» **Job**
Exactly reproduce the lines that follow.
++++ Data supplied ++++
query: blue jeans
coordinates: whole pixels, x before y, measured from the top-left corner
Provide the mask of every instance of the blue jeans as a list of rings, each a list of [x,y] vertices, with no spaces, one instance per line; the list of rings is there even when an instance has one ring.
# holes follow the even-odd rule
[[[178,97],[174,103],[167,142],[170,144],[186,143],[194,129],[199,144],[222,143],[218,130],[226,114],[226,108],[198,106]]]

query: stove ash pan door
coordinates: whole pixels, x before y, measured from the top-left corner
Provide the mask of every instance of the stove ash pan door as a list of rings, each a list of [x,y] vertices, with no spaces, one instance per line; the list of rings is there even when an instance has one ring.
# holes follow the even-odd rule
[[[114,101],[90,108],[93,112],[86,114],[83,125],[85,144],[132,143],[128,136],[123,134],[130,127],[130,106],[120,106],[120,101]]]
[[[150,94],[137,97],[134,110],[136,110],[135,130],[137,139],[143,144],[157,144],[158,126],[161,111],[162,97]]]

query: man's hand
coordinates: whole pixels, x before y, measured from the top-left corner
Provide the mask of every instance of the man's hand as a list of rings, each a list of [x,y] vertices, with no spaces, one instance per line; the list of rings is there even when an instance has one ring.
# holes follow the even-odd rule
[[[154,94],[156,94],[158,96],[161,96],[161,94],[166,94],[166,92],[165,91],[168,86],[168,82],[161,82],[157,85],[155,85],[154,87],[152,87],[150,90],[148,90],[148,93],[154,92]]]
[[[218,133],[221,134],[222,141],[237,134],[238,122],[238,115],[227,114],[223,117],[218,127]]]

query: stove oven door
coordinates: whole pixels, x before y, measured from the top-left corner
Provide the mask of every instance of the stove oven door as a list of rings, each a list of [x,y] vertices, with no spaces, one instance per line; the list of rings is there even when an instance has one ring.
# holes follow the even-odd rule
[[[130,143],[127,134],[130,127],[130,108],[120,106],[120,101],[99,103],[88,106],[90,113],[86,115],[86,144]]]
++++
» **Exercise answer**
query: blue jeans
coordinates: whole pixels, x before y, measured from the top-left corner
Provide the mask of every instance of the blue jeans as a list of rings, each a list of [x,y] vertices, with no spaces, one instance per line; the list of rings is there even when an instance has one ring.
# holes follow the even-odd rule
[[[178,97],[174,103],[167,142],[170,144],[186,143],[194,129],[199,144],[222,143],[218,130],[226,114],[226,108],[198,106]]]

query: stove ash pan door
coordinates: whole pixels, x before y, measured from the top-left corner
Provide the mask of every instance of the stove ash pan door as a list of rings, each a list of [x,y] vertices, with no spaces, one instance per line; the list of rings is there even when an instance has one ring.
# holes follow the even-odd rule
[[[114,101],[90,108],[93,112],[86,114],[83,125],[85,144],[132,143],[128,136],[123,134],[130,127],[130,106],[120,106],[120,101]]]
[[[150,94],[137,97],[134,110],[136,110],[135,130],[137,139],[143,144],[157,144],[158,126],[161,111],[162,97]]]

query: man's hand
coordinates: whole pixels, x before y, measured from the top-left corner
Provide the mask of every instance of the man's hand as a list of rings, each a list of [x,y] vertices, with no spaces, one instance per line; the list of rings is there even when an instance has one ring.
# holes follow the even-odd rule
[[[154,94],[156,94],[158,96],[161,96],[161,94],[166,94],[166,92],[165,91],[168,86],[168,82],[161,82],[157,85],[155,85],[154,87],[152,87],[150,90],[148,90],[148,93],[154,92]]]
[[[218,133],[221,134],[222,141],[237,134],[238,122],[238,115],[227,114],[223,117],[218,127]]]

query: stove oven door
coordinates: whole pixels, x before y, measured from the top-left corner
Provide the mask of every instance of the stove oven door as a list of rings, each a list of [x,y] vertices, with no spaces, one instance per line; the list of rings is there even when an instance has one ring.
# holes follow the even-odd rule
[[[130,143],[127,134],[130,127],[130,108],[120,106],[120,101],[99,103],[88,106],[90,113],[86,115],[86,144]]]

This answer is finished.